:: Exercise material ::
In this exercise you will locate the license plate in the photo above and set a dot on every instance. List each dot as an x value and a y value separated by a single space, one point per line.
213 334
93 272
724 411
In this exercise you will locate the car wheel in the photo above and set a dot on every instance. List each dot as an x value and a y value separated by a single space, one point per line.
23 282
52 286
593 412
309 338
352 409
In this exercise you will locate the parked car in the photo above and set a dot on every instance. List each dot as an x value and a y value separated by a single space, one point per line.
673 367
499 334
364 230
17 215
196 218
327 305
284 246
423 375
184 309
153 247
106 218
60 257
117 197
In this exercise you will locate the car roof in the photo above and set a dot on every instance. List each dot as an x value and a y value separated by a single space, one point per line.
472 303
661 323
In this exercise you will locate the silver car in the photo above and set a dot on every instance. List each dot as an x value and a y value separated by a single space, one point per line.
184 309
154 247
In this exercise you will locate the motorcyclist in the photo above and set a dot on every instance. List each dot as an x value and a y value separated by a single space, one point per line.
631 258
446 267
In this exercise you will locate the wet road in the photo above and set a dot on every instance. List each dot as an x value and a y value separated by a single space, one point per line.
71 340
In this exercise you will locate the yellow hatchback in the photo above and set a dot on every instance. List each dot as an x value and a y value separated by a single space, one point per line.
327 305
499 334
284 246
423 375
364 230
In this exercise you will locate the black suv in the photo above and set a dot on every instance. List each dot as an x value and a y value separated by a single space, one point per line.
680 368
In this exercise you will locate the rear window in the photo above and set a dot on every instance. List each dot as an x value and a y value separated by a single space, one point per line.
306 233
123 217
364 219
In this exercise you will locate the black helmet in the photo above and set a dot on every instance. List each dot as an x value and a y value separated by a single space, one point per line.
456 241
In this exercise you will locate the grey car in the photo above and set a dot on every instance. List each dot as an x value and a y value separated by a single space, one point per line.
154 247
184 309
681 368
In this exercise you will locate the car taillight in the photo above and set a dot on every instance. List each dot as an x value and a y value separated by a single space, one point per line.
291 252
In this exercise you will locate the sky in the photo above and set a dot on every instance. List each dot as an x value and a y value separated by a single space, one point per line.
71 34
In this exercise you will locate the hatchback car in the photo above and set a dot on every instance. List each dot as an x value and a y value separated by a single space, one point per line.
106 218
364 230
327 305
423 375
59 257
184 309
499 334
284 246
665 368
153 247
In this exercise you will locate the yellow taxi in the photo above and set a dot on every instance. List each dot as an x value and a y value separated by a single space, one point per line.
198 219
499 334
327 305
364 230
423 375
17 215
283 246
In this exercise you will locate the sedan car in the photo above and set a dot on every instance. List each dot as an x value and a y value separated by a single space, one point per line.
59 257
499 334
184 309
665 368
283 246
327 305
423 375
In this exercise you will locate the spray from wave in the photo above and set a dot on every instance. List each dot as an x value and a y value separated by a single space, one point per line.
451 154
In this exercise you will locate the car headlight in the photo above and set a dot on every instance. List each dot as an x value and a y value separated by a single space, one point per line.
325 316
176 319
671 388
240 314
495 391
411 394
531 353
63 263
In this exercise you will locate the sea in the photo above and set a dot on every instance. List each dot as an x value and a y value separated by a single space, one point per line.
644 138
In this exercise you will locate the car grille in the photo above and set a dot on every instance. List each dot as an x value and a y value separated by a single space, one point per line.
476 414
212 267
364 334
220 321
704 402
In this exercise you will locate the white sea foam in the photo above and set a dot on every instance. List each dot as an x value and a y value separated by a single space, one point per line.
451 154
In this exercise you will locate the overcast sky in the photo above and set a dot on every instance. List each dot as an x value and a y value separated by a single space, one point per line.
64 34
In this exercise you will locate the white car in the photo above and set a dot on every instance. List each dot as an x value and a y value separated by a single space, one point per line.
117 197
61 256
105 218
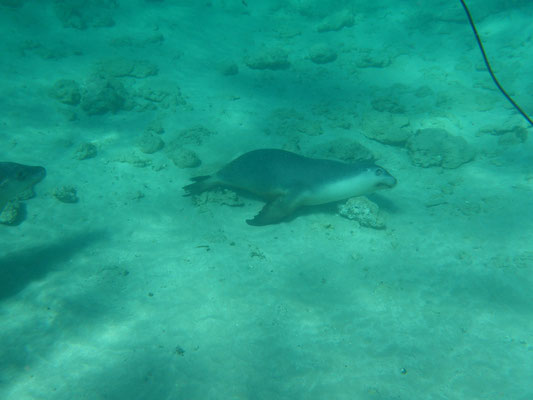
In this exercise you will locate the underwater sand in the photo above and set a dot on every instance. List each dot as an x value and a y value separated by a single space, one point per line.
134 292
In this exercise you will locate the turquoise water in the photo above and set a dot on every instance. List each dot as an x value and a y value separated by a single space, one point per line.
115 286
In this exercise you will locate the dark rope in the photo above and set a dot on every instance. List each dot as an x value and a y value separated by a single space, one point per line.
489 67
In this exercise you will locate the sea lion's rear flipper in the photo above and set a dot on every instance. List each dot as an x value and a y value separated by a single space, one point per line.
201 184
274 211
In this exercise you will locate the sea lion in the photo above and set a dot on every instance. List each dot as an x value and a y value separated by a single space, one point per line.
15 179
288 181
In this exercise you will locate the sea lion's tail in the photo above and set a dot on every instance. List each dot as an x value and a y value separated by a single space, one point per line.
201 184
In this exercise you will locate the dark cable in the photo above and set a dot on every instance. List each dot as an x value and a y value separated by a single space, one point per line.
489 67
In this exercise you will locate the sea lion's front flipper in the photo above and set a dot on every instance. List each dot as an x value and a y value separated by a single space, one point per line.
274 211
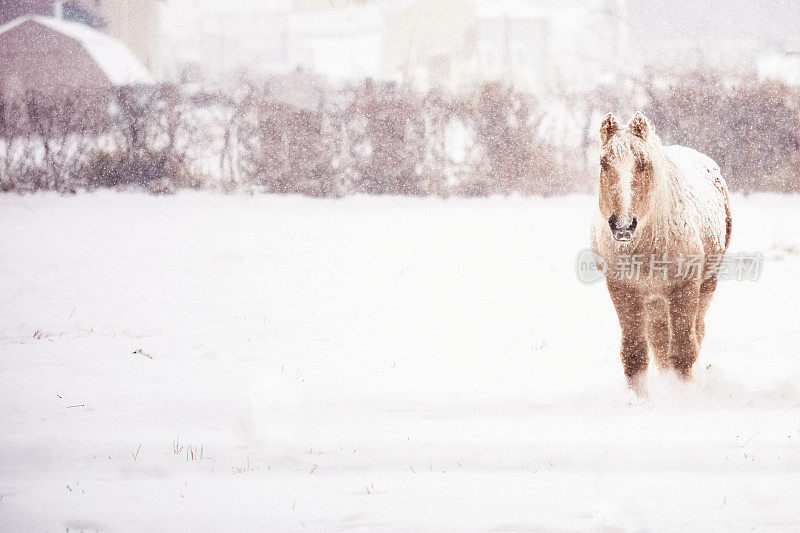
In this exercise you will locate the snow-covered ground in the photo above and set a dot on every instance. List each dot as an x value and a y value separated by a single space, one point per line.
374 363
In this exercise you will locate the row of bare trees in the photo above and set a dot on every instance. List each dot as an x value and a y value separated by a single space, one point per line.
381 138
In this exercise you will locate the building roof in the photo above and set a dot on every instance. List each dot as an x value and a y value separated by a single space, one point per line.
115 60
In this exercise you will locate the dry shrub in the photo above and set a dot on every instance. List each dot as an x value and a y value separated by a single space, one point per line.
749 128
510 155
386 140
286 149
152 136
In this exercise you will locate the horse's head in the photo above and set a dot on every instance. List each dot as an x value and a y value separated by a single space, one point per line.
626 174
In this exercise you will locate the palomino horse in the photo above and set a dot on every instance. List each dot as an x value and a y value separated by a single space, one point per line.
662 226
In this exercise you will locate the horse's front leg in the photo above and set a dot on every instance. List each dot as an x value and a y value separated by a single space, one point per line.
629 303
684 300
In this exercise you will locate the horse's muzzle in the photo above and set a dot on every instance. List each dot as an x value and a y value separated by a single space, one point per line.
622 228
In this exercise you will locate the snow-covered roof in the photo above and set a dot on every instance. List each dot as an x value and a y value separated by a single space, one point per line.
119 65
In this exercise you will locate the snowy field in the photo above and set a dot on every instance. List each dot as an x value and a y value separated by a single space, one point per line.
231 363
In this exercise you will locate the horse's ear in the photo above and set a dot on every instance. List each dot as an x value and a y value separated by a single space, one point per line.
608 128
640 126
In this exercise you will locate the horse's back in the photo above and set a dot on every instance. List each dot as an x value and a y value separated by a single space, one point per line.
:::
> Task statement
All of the data above should be quoted exactly, except for the pictures.

> Result of the exercise
In this exercise you will locate the license plate in the photo above and set a dot on every instance. List each dot as an x value and a y value separated by a single space, one point per line.
213 334
93 272
724 411
In this exercise you will locate the car wheel in the photo above and set a dot on every instance. List each dot as an x value and a y value separated by a single space, one point per line.
23 282
52 286
593 412
309 338
352 409
In this exercise you will locate the parked car in the photo above and set a dot on every instance. List each dot as an x value and a y value separated by a single space, one point per line.
673 367
499 334
364 230
17 215
196 218
327 305
284 246
423 375
184 309
153 247
106 218
60 257
117 197
In this exercise you will locate the car roof in the photo above and set a dot on every instance. List each dot as an x value and a y value separated by a single space, one point per line.
472 303
661 323
In this exercise you will locate the silver car in the photo above and set a dot on every instance. List each dot as an x value and a y value separated by a single space, one point per line.
184 309
154 247
In this exercise you will locate the motorcyclist in the photo above and set a dot on every instance. List each dot as an x value and a y value separated by a single space, one point per line.
631 258
446 267
In this exercise you will locate the wet road in the photo above and set a dot on every instance. List each dot as an x value and a y value separated by a single space, one point per line.
71 340
In this exercise you will locate the yellow hatchback in the photo above and set a dot on every instance. List each dot as an x value and a y value separated by a single space, one point per line.
327 305
499 334
284 246
423 375
364 230
In this exercise you will locate the black suv in the photo above and set a dot on every instance. List each dot as an x value and a y value separated by a single space, one point per line.
680 368
In this exercise you will locate the rear window in the photo above and set a dot on every instance. List each dot as an x value and a y value separated by a single space, one point per line.
306 233
123 217
364 219
In this exercise you will locate the black helmet in the photo above and set a dot on every instance. List each dot as an x value and a y value separated by a single space, one point per line.
456 241
In this exercise you will locate the grey car in the photo above and set a dot on every instance. List each dot as an x value and a y value separated by a single space, one point per line.
154 247
184 309
681 368
In this exercise you will locate the car taillight in the photo above and set a dot on every instance. List each dot as an x value and a y value separated by a single space, one point per line.
291 252
In this exercise you will locate the sky in the photo above and set a dot on every instance. List each dot as an x value and a y value separated by a single space, one point per line.
71 34
In this exercise you will locate the hatchback car in the photo above and set a dot on every instance. List each dot as an x value and a y value separated by a single space, one point per line.
106 218
364 230
327 305
423 375
59 257
184 309
499 334
284 246
665 368
153 247
In this exercise you will locate the yellow taxi in the photo above and set a dot on every instance. List each dot as an x value and a y value separated by a single space, one point per line.
198 219
499 334
327 305
364 230
423 375
17 215
283 246
In this exercise you will locate the sedan car in the photo above and set a dot on every instance. List each dot as an x value and a y value separated by a single space, one point per line.
59 257
499 334
184 309
665 368
283 246
327 305
423 375
In this exercise you will locate the spray from wave in the photo above and set a dot on every instance. List each dot as an x value and a y value separated by a single space, one point per line.
451 154
In this exercise you will locate the car headlight in the photo above and set a dot on every instance. List each dot as an x value and a y value separated by a single space, one point per line.
325 316
176 319
671 388
240 314
495 391
411 394
531 353
63 263
In this exercise you will locate the sea in the photo above and set a dot on every instance. List each dot as an x value and a y value separated by a single space, one point per line.
644 138
In this exercise you will locate the car grille in the photo above and set a dot on every instance. List each dot as an x value and a y value separated by a single space, one point per line.
476 414
212 267
364 334
220 321
704 402
In this exercise you will locate the white sea foam in the photo above and set a dot on every instance. List each dot as an x value and a y value separated by a single space, one point per line.
451 154
In this exercise you will locate the overcast sky in the photo above and set a dot on every instance. List each dot as an x value and a y value separated by a single space, one point per line.
64 34
In this exercise you will locate the white car in the photo above and set a dot on every instance. List each dot as an x value and a y value separated by a single space, one point per line.
117 197
61 256
105 218
In this exercise you will locate the underwater sand in the photo above and set a dot on every instance. List each dot as an x value and a y value separated by a single space, one point per line.
134 292
In this exercise you will locate the turquoise water in the photo above and set a dot on every instance. List each dot as an x value and a y value separated by a single space, one point per line.
115 286
In this exercise you will locate the dark rope in the photo above and set a dot on every instance. List each dot as an x value and a y value separated by a single space, one point per line.
489 67
In this exercise you will locate the sea lion's rear flipper in the photo above and set a dot on every instance. List each dot as an x value and a y value separated by a single space, one point per line.
201 184
274 211
In this exercise you will locate the sea lion in the photo above and set a dot on every instance. List each dot as an x value and a y value separated by a single space, one point per line.
15 179
288 181
In this exercise you will locate the sea lion's tail in the photo above and set a dot on every instance. List each dot as an x value and a y value separated by a single space, one point per line.
201 184
In this exercise you will locate the dark cable in the photo above and set a dot on every instance. List each dot as an x value and a y value separated by a single space, one point per line.
489 67
In this exercise you will locate the sea lion's front flipper in the photo above and set a dot on every instance. List each dot as an x value and a y value separated by a single space, one point per line.
274 211
In this exercise you will locate the snow-covered ground in the photo above and set a dot on every instance. List each dot as an x value and a y value separated by a single space, one point per line.
374 363
In this exercise you will locate the row of bare trees in the photo above and set a dot on every instance. List each dot as an x value and a y value separated by a single space, one point per line.
381 138
In this exercise you will locate the building roof in the photo above and set a dot on every instance. List each dot as an x value and a y value separated by a single space, one point per line.
115 60
In this exercise you will locate the dry shrub in the photo above and set a dot on every instance. List each dot as an x value and a y value separated by a single space, one point per line.
749 128
510 155
386 140
286 149
152 136
In this exercise you will locate the horse's head in the photo above and set a dot on every instance. List each dot as an x value and a y value separated by a single space, one point per line.
626 174
In this exercise you will locate the palomino horse in the photo above and set a dot on every instance. List each dot as an x value and a y value separated by a single space, one point per line.
662 226
In this exercise you will locate the horse's front leg in the photo above and set a dot on every instance. List each dot as an x value and a y value separated by a single space, one point per line.
629 303
684 300
In this exercise you will locate the horse's muzzle in the photo above and set a dot on every instance. List each dot as an x value and a y value separated by a single space, one point per line.
622 228
In this exercise you will locate the snow-covered roof in the photo above and set a dot on every instance. List each dot as an x value and a y value separated by a single space, one point per line.
119 65
In this exercise you will locate the snowy field in the photo above and set a dot on every instance. List each dot as an x value and a y value separated by a single space, one point per line.
231 363
In this exercise you will locate the horse's ear in the photo above and set a dot on every instance. List each dot as an x value and a y value separated by a single space, one point per line.
608 128
640 126
In this exercise you will locate the horse's back in the photo above and set a dot on every instance. List each dot as an x value and a y value separated by a single space, one point per line.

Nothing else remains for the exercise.